Dzień za dniem mija tak szybko.. niedługo październik...pierwsze wielkie święto Bartusia-Chrzest Święty..przygotowania idą pełną parą..sala zamówiona,tort tak samo, balony gotowe do nadmuchania helem, ubranko czeka (mam nadzieje że będzie dobre :p), goście poinformowani, ksiądz także..bardzo ważne dla mnie było to aby podczas mszy kiedy odbędzie się chrzest były intencje za dziewczynki..było ciężko ale się udało 💪 nie wszyscy to rozumieją, nie wszystkim to się podoba, ale ja jako matka mam w dupie zdanie innych, jak nie rozumieją, że dziewczynki są dla mnie równie ważne jak młody to już nie moja wina. Mam nadzieję,że to będzie piękny,rodzinny dzień. M ma dzień po chrzcinach urodziny, następnie 29.10 mamy 6 rocznicę ślubu..imprezowy będzie ten październik...a później listopad...miesiąc, w którym całą sobą tęsknię za każdą córeczką bardziej...już teraz zastanawiam się jak i co im kupić, aby miały pięknie na pomniczku jest to dla mnie przeogromnie ważne..kiedyś ktoś mi powiedział,że robię tam przepych...serio? Bo postawię maskotkę, kwiatki i misie? Czasami brak mi słów na ludzką głupotę. Ludzie myślą, że jak jest Bartek to zapomniałam o jego siostrach, a to jakże coś mylnego...większość nie rozumie, że walczę z depresją, z samą sobą,aby nie płakać widząc co mnie ominęło i csrgo nigdy nie doświadczę...ludzie myślą,że czas leczy rany i gdy już jest żywe dziecko to zapomina się o przeszłości...ale już nawrt tłumaczyć mi się nie chce..są osoby,które razem ze mną pamiętają i jestem im za to przeogromnie wdzięczna..nawet podczas spotkania z małym kawalerem jedna z koleżanek (suma sumarum z tego forum) nie zapomniała także o dziewczynkach..tak, tak o Tobie piszę ❤ Ty tego nie wiesz, ale po Twoim wyjściu łzy mi ze szczęścia leciały patrząc na aniołka;) bo takie właśnie małe, proste gesty sprawiają, że człowiekowi lżej na sercu. Dziękuję ❤
J,P,G mamusia kocha każdą z Was przeogromną miłością,miłością która przezwyciężyła śmierć. 🤍🤍🤍
Bartuś aktualnie śpi w wózku w najlepsze już drugą godzinę a matka na dworzu juz się trzęsie z zimna ale oczywiście szkoda mi go obudzić bo zaczyna ząbkować i jak tylko się obudzi to znowu będzie pewnie płacz..:(

7 października 2022, 09:46

Od wczoraj Bartek jest na samym mm a ja...czuję się "wolna". W końcu nie muszę uważać na to co jem, mogę bez wyrzutów sumienia napić się kakao i zjeść jogurt jakie to cudowne uczucie! :D tym bardziej że ja uwielbiam jeść :p przerzucenie małego na mm to była moja decyzja bo pokarm mam i bez problemu bym go wykarmiła choć podczas miesiączki smak się zmienia i jadł topornie, ale jadł.

Rekordy zbioru danych
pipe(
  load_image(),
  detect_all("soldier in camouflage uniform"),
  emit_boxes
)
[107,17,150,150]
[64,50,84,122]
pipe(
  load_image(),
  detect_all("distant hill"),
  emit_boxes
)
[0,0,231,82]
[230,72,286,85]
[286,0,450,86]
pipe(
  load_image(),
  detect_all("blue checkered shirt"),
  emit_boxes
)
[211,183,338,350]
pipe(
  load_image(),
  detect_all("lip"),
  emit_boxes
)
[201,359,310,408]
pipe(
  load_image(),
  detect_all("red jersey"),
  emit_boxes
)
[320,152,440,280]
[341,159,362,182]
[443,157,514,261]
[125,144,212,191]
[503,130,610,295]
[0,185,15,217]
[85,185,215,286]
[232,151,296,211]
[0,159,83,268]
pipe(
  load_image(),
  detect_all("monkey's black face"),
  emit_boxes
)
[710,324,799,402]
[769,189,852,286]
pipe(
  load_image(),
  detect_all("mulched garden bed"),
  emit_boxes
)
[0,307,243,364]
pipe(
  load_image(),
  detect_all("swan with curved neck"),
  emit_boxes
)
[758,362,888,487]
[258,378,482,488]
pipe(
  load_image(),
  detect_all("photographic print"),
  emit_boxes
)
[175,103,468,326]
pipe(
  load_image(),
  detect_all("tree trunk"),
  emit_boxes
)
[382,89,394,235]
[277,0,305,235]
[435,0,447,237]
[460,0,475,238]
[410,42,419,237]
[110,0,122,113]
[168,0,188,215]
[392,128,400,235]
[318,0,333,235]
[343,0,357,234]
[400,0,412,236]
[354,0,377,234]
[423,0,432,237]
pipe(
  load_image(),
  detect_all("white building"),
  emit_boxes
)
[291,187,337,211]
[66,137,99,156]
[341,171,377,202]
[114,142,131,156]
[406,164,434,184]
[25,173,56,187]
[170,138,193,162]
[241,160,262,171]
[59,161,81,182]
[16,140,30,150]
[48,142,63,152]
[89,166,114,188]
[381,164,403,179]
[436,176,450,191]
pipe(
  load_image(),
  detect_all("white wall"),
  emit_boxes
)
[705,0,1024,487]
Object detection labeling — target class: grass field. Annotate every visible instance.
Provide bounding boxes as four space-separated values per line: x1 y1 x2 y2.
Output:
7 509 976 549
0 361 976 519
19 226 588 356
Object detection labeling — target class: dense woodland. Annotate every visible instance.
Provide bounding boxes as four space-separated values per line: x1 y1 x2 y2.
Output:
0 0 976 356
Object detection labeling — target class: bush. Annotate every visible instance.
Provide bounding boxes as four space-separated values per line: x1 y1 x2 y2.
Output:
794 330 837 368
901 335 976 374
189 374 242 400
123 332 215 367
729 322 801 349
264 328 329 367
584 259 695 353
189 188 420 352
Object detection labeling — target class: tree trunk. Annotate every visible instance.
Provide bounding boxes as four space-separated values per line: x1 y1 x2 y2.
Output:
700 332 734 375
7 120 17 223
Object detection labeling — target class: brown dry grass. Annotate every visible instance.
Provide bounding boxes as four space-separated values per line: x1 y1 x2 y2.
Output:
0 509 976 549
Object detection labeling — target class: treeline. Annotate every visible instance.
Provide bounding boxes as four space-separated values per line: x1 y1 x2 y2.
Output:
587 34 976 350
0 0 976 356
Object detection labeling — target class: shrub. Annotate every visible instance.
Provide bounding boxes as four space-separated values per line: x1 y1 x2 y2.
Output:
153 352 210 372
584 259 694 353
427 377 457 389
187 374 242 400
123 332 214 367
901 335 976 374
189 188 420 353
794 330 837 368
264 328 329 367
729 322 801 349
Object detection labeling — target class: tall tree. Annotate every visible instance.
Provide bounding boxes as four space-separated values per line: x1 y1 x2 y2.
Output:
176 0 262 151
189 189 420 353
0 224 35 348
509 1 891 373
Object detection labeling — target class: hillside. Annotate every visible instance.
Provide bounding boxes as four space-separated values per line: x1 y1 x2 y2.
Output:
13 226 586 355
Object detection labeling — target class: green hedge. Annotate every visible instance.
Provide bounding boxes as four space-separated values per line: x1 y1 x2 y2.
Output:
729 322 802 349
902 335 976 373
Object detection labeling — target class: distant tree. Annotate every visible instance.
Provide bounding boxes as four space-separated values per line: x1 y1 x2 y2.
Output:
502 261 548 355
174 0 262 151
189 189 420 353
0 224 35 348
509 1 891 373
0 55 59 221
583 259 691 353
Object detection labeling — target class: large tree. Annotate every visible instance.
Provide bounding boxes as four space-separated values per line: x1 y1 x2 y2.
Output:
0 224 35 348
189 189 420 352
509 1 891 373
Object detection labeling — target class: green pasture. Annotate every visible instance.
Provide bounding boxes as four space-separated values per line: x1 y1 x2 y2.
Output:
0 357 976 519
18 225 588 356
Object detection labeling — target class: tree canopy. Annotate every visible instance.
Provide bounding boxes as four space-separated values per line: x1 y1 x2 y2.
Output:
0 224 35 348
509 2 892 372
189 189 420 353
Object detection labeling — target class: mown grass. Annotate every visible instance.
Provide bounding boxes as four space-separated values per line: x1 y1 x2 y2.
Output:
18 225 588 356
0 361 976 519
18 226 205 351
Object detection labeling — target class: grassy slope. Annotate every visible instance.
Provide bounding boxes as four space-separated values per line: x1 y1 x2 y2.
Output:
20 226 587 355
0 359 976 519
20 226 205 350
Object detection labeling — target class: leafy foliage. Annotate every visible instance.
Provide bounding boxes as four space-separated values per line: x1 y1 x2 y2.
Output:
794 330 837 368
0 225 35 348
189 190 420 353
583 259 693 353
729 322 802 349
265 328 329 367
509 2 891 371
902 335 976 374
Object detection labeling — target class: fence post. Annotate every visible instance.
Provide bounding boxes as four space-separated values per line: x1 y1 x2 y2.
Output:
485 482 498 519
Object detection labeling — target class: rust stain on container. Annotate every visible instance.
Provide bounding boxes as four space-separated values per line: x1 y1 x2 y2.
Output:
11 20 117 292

**ZADANIA DO WYKONANIA**
1. Którą rocznicę ślubu wpis o chrzcie Bartusia wymienia pod datą 29.10?
2. Przepisz wszystko z rekordów, od samego ich początku aż po wiersz zawierający "[423,0,432,237]", łącznie z tym wierszem.

**ODPOWIEDZI DO ZADAŃ**
1. Szóstą rocznicę ślubu.

2.
pipe(
  load_image(),
  detect_all("soldier in camouflage uniform"),
  emit_boxes
)
[107,17,150,150]
[64,50,84,122]
pipe(
  load_image(),
  detect_all("distant hill"),
  emit_boxes
)
[0,0,231,82]
[230,72,286,85]
[286,0,450,86]
pipe(
  load_image(),
  detect_all("blue checkered shirt"),
  emit_boxes
)
[211,183,338,350]
pipe(
  load_image(),
  detect_all("lip"),
  emit_boxes
)
[201,359,310,408]
pipe(
  load_image(),
  detect_all("red jersey"),
  emit_boxes
)
[320,152,440,280]
[341,159,362,182]
[443,157,514,261]
[125,144,212,191]
[503,130,610,295]
[0,185,15,217]
[85,185,215,286]
[232,151,296,211]
[0,159,83,268]
pipe(
  load_image(),
  detect_all("monkey's black face"),
  emit_boxes
)
[710,324,799,402]
[769,189,852,286]
pipe(
  load_image(),
  detect_all("mulched garden bed"),
  emit_boxes
)
[0,307,243,364]
pipe(
  load_image(),
  detect_all("swan with curved neck"),
  emit_boxes
)
[758,362,888,487]
[258,378,482,488]
pipe(
  load_image(),
  detect_all("photographic print"),
  emit_boxes
)
[175,103,468,326]
pipe(
  load_image(),
  detect_all("tree trunk"),
  emit_boxes
)
[382,89,394,235]
[277,0,305,235]
[435,0,447,237]
[460,0,475,238]
[410,42,419,237]
[110,0,122,113]
[168,0,188,215]
[392,128,400,235]
[318,0,333,235]
[343,0,357,234]
[400,0,412,236]
[354,0,377,234]
[423,0,432,237]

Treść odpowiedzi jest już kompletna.